- TASK DIRECTIONS
Please reproduce the whole passage on MS/MS database searching and peptide filtering word for word.

The MS/MS spectra were searched by the Sequest-Sorcerer algorithm on a Sorcerer 2 IDA (Sage-N-Research)19 against a composite target/decoy database to estimate false discovery rate20. The target proteins included yeast proteins (from and common contaminants, such as porcine trypsin and human keratins. The decoy proteins were generated from pseudo-reversed sequences of all target proteins21. Searching parameters consisted of semi-tryptic restriction, fixed modification of Cys (+57.0215 Da, alkylation by iodoacetamide), and dynamic modification of oxidized Met (+15.9949 Da). Mass tolerance was set to ±20 ppm. For SILAC analysis, dynamic modifications of Arg (+10.0083 Da) and Lys (+6.0201 Da) were included. Only b and y ions were considered during the database match.

Peptide matches were filtered by a minimal peptide length of 6 amino acids21, then grouped by trypticity (only accept fully and partially tryptic peptides) and charge states20. In each group, the peptide matches were further filtered by dynamically increasing XCorr and ΔCn cutoffs until the global protein false discovery rate was ~3%7. While effectively removing false matches, the procedure recovered the vast majority (93.2 ± 2.6%) of estimated true MS/MS matches (also named spectral counts, Table 1). The filtering procedure also led to consistent results from technical replicates (Table 1).

- STORED DATA

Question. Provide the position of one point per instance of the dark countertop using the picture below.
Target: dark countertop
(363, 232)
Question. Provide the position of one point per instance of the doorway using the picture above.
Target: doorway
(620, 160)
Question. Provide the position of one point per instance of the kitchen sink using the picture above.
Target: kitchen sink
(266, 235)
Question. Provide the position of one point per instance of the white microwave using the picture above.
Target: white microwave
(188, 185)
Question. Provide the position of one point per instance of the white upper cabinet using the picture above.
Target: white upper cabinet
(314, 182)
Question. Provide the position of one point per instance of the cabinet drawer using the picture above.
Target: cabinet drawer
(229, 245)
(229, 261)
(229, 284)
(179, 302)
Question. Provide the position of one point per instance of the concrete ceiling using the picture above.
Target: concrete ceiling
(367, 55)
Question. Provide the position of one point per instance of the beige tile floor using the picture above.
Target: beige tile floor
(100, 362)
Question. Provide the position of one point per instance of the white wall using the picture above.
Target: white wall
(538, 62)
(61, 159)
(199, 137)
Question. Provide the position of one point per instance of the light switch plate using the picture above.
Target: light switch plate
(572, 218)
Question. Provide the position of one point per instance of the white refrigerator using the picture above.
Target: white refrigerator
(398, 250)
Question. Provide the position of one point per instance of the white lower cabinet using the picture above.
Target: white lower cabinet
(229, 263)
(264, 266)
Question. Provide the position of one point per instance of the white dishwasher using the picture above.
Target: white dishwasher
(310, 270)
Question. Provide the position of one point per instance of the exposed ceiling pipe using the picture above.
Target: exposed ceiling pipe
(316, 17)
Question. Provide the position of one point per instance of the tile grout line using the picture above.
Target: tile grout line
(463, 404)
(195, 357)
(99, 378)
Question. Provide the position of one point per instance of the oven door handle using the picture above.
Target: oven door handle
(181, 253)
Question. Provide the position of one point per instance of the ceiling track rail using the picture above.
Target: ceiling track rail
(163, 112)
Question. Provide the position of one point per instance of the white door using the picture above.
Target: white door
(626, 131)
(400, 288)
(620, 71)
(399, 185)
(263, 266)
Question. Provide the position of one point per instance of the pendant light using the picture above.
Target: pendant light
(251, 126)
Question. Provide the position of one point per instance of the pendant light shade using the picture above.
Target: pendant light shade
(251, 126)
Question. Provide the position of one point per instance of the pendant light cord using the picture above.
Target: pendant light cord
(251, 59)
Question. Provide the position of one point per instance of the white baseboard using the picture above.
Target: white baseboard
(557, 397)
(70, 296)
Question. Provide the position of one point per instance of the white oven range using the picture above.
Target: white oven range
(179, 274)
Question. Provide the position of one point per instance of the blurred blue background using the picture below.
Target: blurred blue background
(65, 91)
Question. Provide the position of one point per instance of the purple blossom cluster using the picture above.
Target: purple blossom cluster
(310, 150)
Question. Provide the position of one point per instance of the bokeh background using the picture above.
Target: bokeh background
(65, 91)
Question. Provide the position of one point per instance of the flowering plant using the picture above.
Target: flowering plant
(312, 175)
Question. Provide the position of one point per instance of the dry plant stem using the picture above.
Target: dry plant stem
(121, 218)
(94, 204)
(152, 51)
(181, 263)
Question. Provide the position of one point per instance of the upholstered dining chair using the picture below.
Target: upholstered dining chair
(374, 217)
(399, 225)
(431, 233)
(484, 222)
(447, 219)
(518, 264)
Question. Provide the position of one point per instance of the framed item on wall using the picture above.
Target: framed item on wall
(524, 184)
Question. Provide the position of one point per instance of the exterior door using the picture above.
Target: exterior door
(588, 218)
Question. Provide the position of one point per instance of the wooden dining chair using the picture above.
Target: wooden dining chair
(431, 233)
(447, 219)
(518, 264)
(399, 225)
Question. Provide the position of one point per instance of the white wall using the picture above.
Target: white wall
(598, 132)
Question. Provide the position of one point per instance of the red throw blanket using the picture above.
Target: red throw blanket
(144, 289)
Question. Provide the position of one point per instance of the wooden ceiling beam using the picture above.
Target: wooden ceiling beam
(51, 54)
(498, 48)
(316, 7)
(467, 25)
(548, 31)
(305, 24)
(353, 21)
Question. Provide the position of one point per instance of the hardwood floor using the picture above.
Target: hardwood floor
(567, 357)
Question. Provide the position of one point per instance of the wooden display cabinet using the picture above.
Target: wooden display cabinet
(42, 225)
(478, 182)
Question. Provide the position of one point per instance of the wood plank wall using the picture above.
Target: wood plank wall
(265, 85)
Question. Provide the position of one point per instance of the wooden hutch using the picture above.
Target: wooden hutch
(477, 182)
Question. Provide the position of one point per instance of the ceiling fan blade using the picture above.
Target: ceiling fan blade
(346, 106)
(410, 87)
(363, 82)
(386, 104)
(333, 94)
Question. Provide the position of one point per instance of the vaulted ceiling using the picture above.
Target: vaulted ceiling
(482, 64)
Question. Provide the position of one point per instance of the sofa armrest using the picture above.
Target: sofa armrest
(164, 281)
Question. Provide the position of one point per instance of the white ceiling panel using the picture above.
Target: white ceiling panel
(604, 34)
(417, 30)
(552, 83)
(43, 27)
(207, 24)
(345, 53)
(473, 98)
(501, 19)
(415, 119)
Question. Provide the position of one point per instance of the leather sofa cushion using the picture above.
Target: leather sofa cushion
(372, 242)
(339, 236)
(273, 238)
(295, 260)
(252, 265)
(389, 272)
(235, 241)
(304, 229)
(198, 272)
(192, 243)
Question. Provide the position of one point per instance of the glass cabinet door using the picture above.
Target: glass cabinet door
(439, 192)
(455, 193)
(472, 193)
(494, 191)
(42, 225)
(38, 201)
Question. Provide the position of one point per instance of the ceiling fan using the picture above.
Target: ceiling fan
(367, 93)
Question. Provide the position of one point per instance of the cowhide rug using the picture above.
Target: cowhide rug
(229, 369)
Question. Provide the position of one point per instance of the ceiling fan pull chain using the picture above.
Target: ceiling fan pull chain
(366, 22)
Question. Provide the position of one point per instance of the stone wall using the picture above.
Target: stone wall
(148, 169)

...

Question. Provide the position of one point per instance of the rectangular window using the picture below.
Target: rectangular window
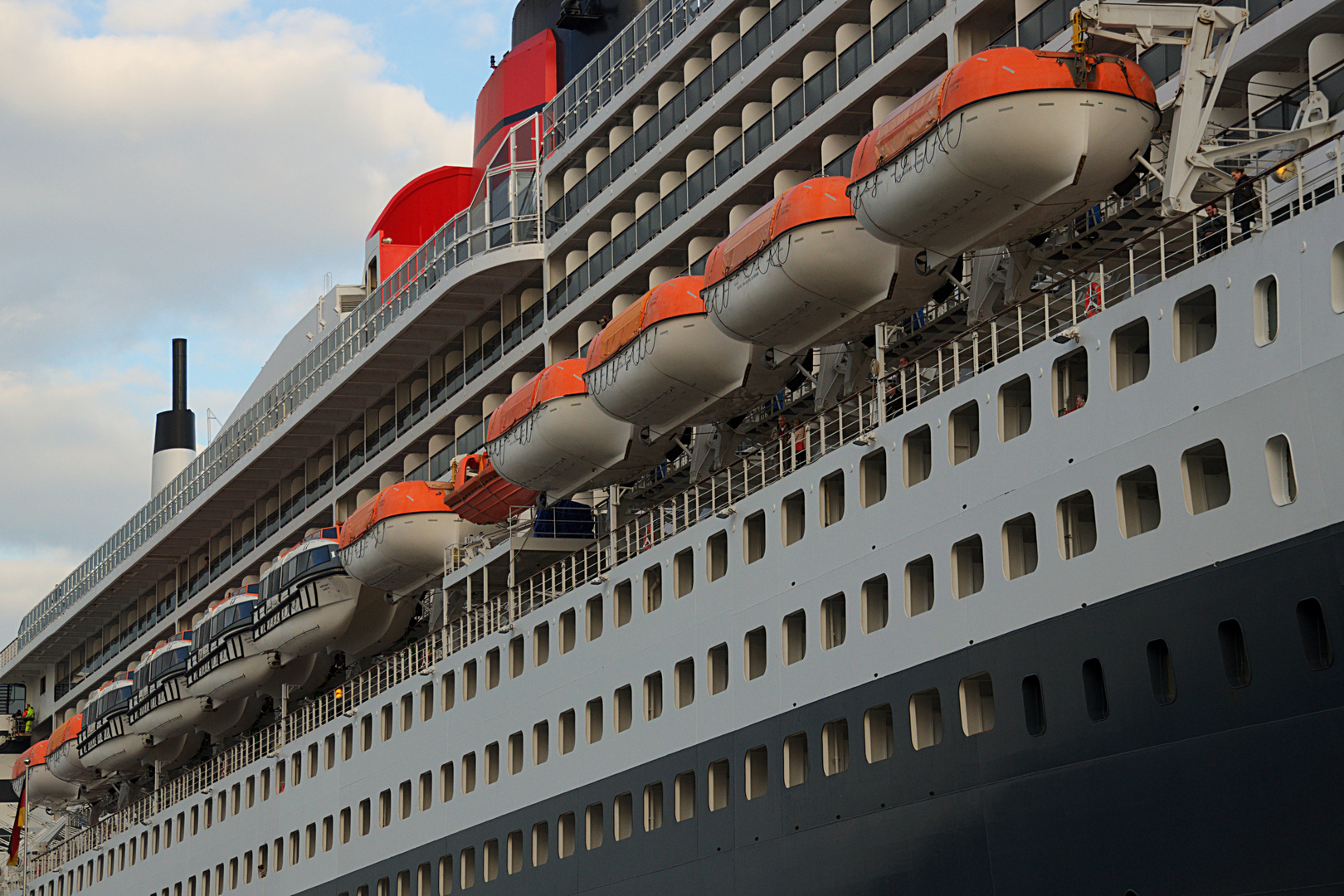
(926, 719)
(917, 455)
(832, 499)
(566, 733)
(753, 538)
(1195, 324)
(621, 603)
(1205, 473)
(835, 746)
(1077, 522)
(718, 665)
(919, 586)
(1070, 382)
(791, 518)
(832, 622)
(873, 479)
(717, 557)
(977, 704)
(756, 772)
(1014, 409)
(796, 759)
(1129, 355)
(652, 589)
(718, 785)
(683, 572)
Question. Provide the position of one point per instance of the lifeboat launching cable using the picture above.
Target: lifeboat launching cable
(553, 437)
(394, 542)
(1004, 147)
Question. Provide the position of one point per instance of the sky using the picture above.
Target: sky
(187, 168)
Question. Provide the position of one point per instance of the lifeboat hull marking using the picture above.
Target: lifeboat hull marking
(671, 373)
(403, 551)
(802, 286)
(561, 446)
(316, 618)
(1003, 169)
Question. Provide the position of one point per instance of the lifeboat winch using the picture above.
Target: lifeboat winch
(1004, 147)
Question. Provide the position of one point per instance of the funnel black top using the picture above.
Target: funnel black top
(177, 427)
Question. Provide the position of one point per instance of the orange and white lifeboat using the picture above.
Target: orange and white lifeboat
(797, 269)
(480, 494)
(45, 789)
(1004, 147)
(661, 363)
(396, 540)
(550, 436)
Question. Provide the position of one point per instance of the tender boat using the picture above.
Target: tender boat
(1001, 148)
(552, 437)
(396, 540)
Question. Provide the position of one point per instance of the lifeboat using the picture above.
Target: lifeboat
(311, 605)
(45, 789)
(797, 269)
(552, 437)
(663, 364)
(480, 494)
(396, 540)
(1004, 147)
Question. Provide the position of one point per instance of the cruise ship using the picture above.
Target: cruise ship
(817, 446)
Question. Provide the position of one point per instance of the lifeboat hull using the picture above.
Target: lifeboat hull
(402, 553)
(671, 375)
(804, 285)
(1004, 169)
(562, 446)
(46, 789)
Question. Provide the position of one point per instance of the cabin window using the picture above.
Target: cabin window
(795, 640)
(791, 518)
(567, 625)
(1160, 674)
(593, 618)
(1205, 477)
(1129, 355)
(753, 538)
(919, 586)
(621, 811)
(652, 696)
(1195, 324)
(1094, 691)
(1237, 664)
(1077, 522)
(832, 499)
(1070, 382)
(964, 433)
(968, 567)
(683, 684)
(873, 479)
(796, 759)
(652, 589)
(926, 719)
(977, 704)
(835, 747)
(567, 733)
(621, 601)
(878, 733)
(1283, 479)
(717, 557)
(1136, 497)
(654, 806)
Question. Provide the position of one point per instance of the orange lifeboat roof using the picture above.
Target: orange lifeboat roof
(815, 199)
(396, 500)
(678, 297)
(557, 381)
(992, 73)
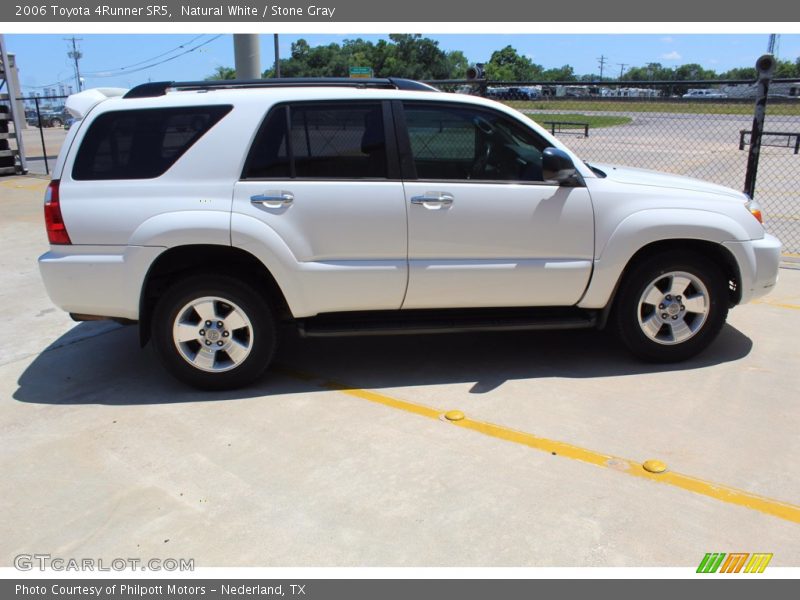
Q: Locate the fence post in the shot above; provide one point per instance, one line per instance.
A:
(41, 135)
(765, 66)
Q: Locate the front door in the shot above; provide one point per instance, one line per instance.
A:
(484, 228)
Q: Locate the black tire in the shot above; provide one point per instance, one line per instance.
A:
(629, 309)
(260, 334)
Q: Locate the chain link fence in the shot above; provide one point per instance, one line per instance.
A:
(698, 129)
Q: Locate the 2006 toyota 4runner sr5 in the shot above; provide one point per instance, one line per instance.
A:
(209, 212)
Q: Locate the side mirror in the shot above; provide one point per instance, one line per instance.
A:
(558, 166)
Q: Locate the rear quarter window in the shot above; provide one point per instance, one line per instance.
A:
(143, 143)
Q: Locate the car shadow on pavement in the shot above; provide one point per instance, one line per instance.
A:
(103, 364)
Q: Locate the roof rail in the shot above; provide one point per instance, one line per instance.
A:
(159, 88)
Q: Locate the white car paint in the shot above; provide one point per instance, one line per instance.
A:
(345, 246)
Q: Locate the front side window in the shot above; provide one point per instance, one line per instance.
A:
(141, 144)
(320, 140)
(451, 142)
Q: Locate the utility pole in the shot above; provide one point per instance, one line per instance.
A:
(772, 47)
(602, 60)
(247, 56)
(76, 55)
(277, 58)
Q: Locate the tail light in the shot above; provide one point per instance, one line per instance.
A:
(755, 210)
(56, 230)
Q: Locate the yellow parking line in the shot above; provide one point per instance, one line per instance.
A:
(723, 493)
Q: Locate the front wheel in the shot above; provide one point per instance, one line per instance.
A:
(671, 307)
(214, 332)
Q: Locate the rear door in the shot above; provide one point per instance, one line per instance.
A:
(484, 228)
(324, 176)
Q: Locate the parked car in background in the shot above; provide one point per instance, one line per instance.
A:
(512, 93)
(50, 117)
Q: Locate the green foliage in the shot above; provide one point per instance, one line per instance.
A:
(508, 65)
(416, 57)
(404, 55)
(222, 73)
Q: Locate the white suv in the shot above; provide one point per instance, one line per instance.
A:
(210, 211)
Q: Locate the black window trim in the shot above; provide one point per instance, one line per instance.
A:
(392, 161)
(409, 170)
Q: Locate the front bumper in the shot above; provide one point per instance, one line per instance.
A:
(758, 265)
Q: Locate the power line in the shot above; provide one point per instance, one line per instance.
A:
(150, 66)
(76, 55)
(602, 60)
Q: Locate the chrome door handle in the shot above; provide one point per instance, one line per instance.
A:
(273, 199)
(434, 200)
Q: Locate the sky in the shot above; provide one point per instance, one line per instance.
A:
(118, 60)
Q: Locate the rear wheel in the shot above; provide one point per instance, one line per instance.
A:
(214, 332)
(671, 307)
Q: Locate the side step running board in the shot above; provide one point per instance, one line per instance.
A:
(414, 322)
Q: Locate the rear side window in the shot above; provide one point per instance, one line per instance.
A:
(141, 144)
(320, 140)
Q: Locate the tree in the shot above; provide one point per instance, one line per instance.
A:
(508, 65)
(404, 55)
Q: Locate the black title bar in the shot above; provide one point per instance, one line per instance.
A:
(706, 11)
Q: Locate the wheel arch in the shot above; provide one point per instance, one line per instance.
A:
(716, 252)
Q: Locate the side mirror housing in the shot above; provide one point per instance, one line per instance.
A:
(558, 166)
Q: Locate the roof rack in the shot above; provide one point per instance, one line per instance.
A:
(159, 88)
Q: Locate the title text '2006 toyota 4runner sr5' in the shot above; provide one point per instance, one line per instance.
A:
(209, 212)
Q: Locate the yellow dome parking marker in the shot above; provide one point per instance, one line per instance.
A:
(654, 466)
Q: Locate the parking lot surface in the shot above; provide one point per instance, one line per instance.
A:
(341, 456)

- REPLY
The MS/MS spectra were searched by the Sequest-Sorcerer algorithm on a Sorcerer 2 IDA (Sage-N-Research)19 against a composite target/decoy database to estimate false discovery rate20. The target proteins included yeast proteins (from and common contaminants, such as porcine trypsin and human keratins. The decoy proteins were generated from pseudo-reversed sequences of all target proteins21. Searching parameters consisted of semi-tryptic restriction, fixed modification of Cys (+57.0215 Da, alkylation by iodoacetamide), and dynamic modification of oxidized Met (+15.9949 Da). Mass tolerance was set to ±20 ppm. For SILAC analysis, dynamic modifications of Arg (+10.0083 Da) and Lys (+6.0201 Da) were included. Only b and y ions were considered during the database match.

Peptide matches were filtered by a minimal peptide length of 6 amino acids21, then grouped by trypticity (only accept fully and partially tryptic peptides) and charge states20. In each group, the peptide matches were further filtered by dynamically increasing XCorr and ΔCn cutoffs until the global protein false discovery rate was ~3%7. While effectively removing false matches, the procedure recovered the vast majority (93.2 ± 2.6%) of estimated true MS/MS matches (also named spectral counts, Table 1). The filtering procedure also led to consistent results from technical replicates (Table 1).